_Your objective:_ Pull out every line in the material below that contains the string "grass", and list them.

_Extracted data entries:_

>> Begin

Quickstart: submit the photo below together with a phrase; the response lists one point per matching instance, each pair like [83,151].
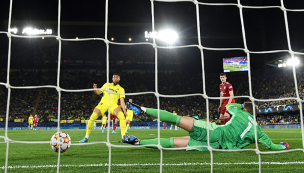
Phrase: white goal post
[157,94]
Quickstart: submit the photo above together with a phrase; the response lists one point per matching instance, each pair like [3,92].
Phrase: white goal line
[154,164]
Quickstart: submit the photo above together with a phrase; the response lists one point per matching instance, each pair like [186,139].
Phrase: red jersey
[225,88]
[36,119]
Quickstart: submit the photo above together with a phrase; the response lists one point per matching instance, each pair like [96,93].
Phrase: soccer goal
[185,165]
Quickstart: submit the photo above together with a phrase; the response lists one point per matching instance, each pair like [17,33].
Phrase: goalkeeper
[236,134]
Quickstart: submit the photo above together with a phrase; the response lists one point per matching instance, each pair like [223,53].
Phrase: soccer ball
[60,139]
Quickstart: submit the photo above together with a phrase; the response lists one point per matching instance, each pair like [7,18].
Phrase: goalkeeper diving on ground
[236,134]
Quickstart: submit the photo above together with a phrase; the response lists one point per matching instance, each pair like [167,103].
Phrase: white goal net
[156,47]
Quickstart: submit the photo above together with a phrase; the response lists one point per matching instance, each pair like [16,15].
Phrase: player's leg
[222,117]
[120,115]
[96,113]
[176,142]
[128,124]
[115,125]
[186,123]
[104,122]
[226,116]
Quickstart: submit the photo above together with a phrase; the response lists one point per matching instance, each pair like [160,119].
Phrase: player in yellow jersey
[129,118]
[174,113]
[104,122]
[104,105]
[30,121]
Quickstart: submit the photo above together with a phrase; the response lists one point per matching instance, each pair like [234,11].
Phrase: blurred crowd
[172,85]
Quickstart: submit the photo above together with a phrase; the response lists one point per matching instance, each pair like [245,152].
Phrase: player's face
[116,79]
[223,79]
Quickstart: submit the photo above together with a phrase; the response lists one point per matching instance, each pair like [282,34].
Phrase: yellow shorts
[129,117]
[104,107]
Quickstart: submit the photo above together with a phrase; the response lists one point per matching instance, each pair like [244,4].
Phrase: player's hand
[219,109]
[94,85]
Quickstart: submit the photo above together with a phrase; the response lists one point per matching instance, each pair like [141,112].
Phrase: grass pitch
[95,158]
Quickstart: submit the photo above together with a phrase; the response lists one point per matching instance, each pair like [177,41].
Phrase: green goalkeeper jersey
[239,131]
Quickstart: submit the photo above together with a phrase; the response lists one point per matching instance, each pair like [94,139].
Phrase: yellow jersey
[31,118]
[129,113]
[114,97]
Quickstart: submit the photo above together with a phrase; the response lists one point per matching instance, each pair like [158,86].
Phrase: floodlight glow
[167,36]
[294,61]
[13,30]
[31,31]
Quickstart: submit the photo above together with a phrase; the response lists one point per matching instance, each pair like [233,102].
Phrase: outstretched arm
[98,92]
[267,143]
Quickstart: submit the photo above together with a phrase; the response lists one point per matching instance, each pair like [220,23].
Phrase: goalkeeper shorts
[198,136]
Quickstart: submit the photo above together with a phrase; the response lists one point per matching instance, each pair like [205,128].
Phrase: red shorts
[112,117]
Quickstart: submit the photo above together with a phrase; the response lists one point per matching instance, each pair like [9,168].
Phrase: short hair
[223,74]
[248,106]
[116,74]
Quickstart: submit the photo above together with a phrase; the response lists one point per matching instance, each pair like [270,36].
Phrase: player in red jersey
[226,90]
[36,119]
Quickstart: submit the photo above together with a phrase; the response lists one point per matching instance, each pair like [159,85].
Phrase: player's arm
[267,143]
[233,108]
[230,89]
[123,105]
[231,95]
[98,92]
[221,102]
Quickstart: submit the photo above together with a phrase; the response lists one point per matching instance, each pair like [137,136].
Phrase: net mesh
[156,93]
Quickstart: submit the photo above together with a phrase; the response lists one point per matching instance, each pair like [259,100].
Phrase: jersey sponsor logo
[246,130]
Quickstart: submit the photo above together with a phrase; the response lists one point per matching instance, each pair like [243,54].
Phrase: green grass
[42,154]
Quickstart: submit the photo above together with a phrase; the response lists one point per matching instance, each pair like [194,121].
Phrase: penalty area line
[152,164]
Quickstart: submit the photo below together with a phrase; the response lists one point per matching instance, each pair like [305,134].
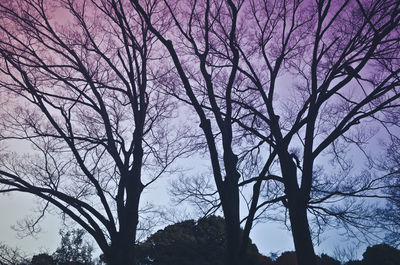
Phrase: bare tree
[308,79]
[341,58]
[203,46]
[10,256]
[78,79]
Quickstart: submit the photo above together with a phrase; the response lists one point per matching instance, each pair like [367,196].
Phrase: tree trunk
[120,253]
[301,235]
[230,207]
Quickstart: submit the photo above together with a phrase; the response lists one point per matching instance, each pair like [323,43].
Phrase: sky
[269,237]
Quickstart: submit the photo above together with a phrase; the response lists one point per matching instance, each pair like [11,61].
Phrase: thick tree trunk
[302,235]
[121,252]
[230,205]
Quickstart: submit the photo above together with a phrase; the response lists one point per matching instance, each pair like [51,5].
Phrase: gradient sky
[271,237]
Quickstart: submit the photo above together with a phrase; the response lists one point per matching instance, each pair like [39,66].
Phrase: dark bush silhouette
[43,259]
[326,260]
[381,255]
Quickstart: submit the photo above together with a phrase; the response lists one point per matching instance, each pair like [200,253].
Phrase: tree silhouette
[381,254]
[235,59]
[74,249]
[76,78]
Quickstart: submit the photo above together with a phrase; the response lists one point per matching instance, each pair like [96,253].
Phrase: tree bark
[120,252]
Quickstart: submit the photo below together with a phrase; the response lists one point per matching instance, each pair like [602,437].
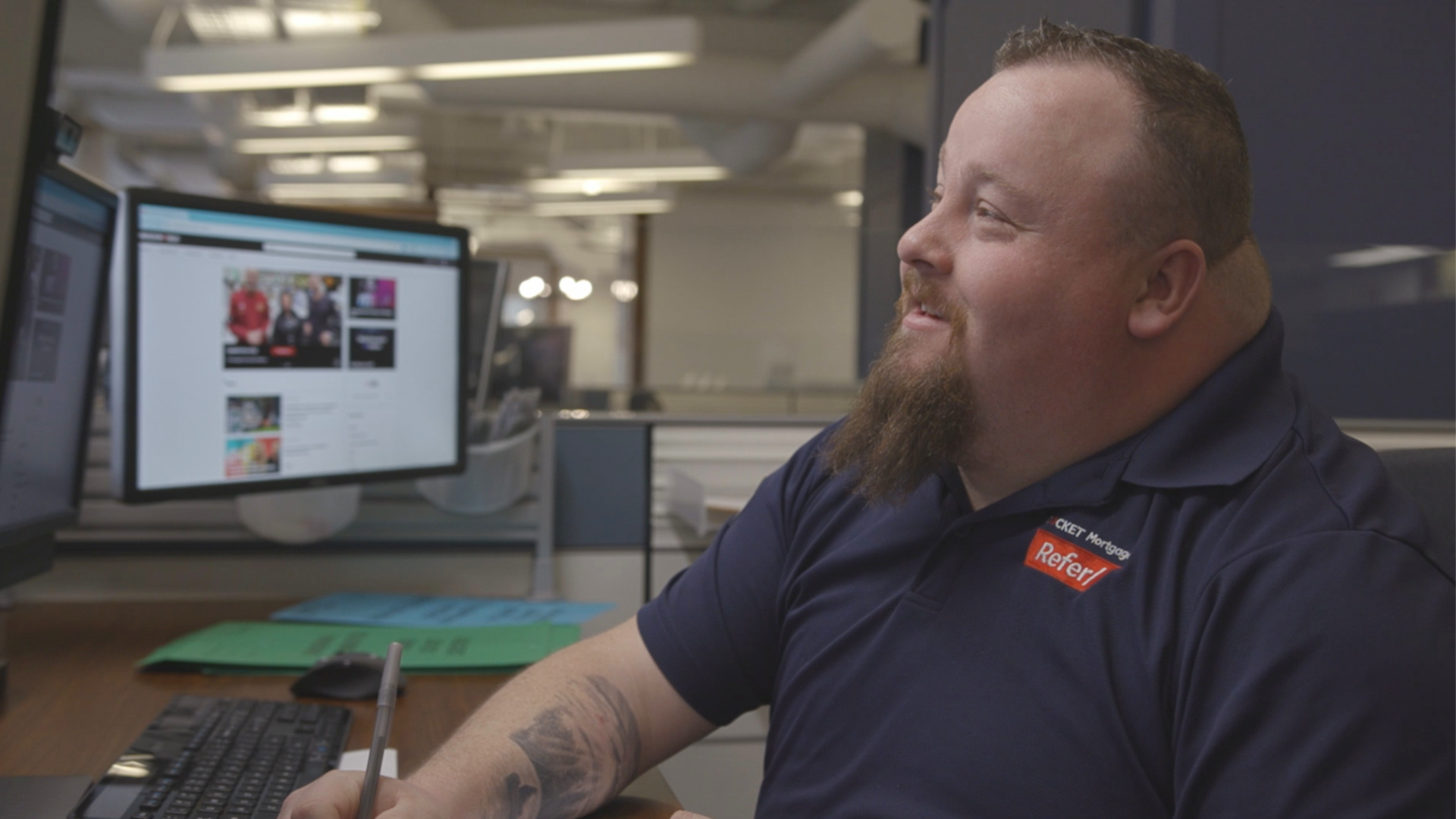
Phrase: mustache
[915,290]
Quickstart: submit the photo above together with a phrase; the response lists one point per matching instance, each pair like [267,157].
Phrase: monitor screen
[532,357]
[274,347]
[53,353]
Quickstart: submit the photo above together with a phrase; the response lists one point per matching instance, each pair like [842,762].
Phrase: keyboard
[218,758]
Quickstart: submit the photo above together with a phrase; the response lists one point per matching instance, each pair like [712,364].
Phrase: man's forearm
[584,749]
[563,738]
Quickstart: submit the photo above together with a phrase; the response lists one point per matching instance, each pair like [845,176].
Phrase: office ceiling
[500,133]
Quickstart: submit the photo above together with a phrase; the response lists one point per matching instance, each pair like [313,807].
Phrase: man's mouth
[929,311]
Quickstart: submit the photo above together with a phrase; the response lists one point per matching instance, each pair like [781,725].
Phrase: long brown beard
[912,417]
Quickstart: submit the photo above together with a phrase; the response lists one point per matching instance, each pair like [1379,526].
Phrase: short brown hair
[1197,174]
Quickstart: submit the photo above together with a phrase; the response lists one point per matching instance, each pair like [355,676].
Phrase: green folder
[287,648]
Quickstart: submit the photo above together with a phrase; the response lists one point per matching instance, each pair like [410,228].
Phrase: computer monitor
[268,347]
[58,306]
[532,357]
[27,63]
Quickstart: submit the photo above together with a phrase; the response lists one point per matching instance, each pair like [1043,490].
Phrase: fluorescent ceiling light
[312,22]
[324,145]
[309,77]
[296,165]
[623,290]
[648,174]
[215,24]
[362,164]
[618,46]
[601,207]
[533,287]
[542,66]
[1383,254]
[344,191]
[588,187]
[278,117]
[574,289]
[329,114]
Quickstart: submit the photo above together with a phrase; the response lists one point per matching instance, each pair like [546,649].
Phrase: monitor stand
[300,516]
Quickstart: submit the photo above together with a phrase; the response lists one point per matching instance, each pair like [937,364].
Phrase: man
[287,327]
[1081,548]
[322,328]
[248,312]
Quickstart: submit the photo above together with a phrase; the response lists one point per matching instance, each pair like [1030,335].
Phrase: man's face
[1025,238]
[1015,287]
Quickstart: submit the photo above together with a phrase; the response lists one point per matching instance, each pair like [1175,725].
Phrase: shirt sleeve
[1316,682]
[714,632]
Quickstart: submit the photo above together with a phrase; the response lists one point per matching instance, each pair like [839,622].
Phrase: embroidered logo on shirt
[1075,566]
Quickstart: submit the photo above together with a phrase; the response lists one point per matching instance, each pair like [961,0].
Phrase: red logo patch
[1071,564]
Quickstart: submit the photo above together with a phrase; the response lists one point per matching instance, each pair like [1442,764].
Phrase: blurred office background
[720,237]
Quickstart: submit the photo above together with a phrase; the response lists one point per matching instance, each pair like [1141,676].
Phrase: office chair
[1430,477]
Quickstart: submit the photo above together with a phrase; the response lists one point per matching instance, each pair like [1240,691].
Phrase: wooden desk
[74,701]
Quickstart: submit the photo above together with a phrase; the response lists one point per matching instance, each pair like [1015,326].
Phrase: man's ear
[1177,278]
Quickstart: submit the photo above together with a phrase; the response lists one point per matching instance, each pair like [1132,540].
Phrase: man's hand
[337,796]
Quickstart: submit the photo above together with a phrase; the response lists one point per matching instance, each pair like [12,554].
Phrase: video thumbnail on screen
[372,297]
[254,413]
[372,347]
[253,457]
[281,319]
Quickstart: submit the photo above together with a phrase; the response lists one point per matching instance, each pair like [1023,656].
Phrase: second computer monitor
[271,347]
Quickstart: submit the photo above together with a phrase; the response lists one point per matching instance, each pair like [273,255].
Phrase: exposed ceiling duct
[742,148]
[136,17]
[728,86]
[565,49]
[865,34]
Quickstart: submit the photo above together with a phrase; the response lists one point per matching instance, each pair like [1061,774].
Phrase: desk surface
[74,701]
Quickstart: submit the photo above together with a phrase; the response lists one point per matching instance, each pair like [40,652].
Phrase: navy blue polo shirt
[1231,614]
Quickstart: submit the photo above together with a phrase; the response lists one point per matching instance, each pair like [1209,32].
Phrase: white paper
[359,761]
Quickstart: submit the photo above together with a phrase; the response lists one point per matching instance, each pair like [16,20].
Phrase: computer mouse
[344,676]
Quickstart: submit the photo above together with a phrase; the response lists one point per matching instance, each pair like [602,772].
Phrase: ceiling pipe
[742,148]
[134,17]
[865,34]
[723,86]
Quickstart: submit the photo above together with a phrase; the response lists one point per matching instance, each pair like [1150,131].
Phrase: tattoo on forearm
[517,795]
[582,746]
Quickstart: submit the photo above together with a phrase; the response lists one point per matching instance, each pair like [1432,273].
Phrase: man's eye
[983,212]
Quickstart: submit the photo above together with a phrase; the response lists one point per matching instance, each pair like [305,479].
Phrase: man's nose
[924,248]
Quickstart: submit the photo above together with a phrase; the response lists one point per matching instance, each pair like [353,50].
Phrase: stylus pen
[388,689]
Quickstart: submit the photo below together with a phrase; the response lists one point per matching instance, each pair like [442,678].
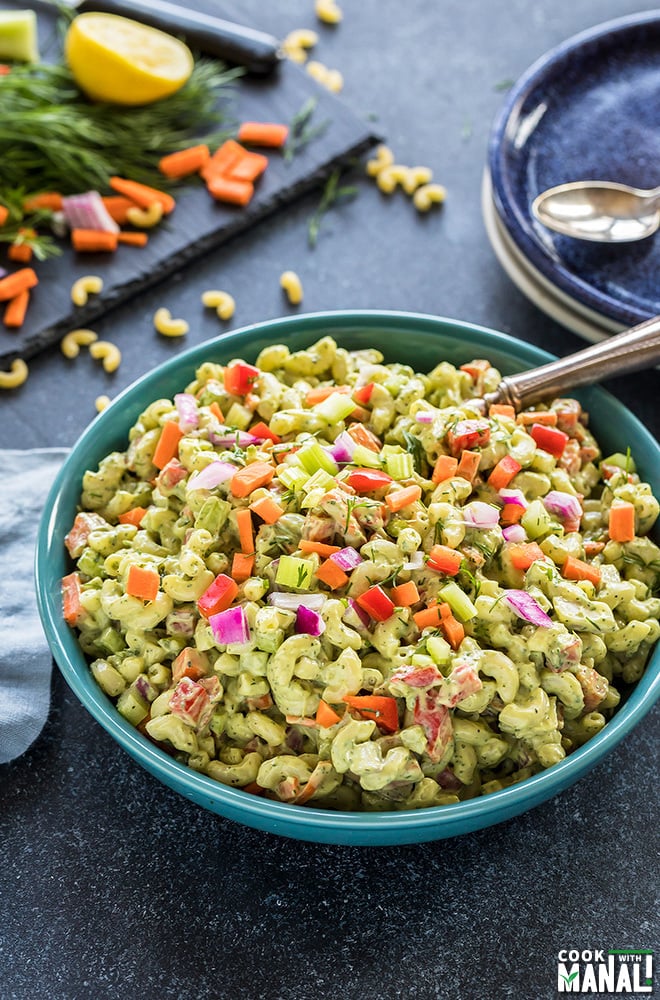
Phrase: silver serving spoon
[629,351]
[601,211]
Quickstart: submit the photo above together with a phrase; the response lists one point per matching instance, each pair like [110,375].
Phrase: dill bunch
[53,138]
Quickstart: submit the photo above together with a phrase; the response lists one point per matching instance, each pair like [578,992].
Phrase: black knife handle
[255,50]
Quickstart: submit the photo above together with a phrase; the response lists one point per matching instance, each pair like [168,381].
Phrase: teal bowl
[420,341]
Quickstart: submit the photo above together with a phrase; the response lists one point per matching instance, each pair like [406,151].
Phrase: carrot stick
[16,309]
[17,282]
[263,134]
[230,191]
[143,195]
[185,161]
[132,239]
[93,241]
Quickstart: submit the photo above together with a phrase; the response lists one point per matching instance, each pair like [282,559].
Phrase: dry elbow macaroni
[385,650]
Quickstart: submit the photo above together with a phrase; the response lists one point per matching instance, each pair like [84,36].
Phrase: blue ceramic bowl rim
[319,825]
[513,214]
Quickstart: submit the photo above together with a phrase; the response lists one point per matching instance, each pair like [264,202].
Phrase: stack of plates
[588,110]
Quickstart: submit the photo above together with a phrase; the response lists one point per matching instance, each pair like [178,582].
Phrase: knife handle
[256,50]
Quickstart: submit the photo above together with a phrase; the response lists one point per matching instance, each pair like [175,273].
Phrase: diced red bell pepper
[218,597]
[550,439]
[381,708]
[367,480]
[240,377]
[376,603]
[468,434]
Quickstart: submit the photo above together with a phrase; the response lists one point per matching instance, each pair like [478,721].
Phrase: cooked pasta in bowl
[325,593]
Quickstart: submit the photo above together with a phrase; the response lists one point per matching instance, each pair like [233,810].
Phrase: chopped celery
[458,601]
[294,572]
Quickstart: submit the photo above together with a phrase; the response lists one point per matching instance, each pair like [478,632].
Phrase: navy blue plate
[588,109]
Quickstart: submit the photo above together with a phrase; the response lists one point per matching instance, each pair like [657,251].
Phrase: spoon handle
[629,351]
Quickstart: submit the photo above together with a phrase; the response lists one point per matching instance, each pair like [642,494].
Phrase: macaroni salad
[333,581]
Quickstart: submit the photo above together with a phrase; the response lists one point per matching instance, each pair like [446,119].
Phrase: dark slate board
[198,224]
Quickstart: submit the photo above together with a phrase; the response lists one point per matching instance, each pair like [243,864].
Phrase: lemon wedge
[117,60]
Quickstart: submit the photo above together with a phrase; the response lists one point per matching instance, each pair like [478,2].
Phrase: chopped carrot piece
[185,161]
[133,516]
[143,195]
[16,309]
[324,550]
[242,565]
[332,574]
[403,498]
[168,444]
[405,595]
[444,468]
[142,582]
[621,524]
[267,509]
[263,134]
[93,241]
[250,478]
[577,569]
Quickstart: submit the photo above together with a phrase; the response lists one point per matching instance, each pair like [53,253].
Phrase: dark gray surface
[113,886]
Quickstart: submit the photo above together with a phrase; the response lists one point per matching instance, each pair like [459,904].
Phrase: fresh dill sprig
[332,193]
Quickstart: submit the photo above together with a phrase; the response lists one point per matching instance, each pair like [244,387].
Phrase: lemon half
[120,61]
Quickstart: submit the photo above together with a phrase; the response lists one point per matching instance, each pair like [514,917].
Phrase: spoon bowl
[600,211]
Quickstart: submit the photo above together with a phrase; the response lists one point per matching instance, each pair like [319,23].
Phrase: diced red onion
[515,497]
[514,533]
[212,475]
[347,559]
[87,211]
[527,608]
[309,621]
[230,627]
[564,504]
[291,602]
[480,515]
[186,407]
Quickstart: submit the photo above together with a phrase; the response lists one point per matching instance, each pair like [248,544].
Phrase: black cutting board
[198,223]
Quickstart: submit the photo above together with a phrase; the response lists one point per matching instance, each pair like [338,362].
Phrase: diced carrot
[324,550]
[445,467]
[242,565]
[142,194]
[233,192]
[332,575]
[214,407]
[17,282]
[468,465]
[168,444]
[326,716]
[185,161]
[506,469]
[621,523]
[524,554]
[405,595]
[133,239]
[267,509]
[93,241]
[250,478]
[263,134]
[51,200]
[16,309]
[142,582]
[133,516]
[428,618]
[445,560]
[501,410]
[577,569]
[403,498]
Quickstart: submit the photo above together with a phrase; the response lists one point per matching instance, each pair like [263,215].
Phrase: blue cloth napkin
[25,660]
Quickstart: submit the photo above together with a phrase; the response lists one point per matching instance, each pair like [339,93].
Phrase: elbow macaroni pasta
[398,681]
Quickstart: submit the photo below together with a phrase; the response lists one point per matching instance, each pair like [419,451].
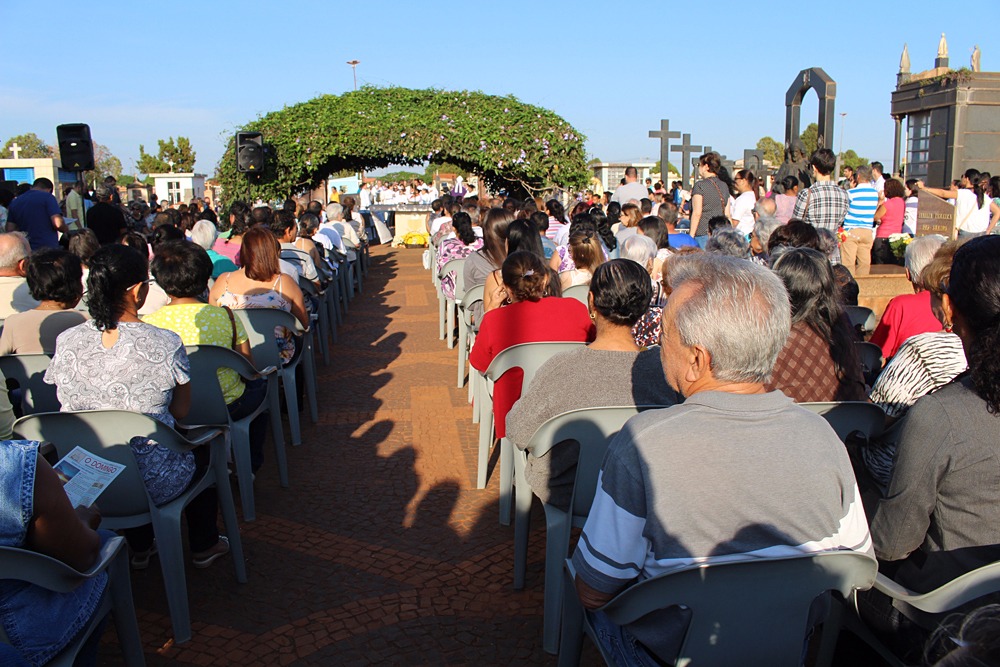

>> End

_Task result:_
Phrase: grass pitch
Phrase: green grass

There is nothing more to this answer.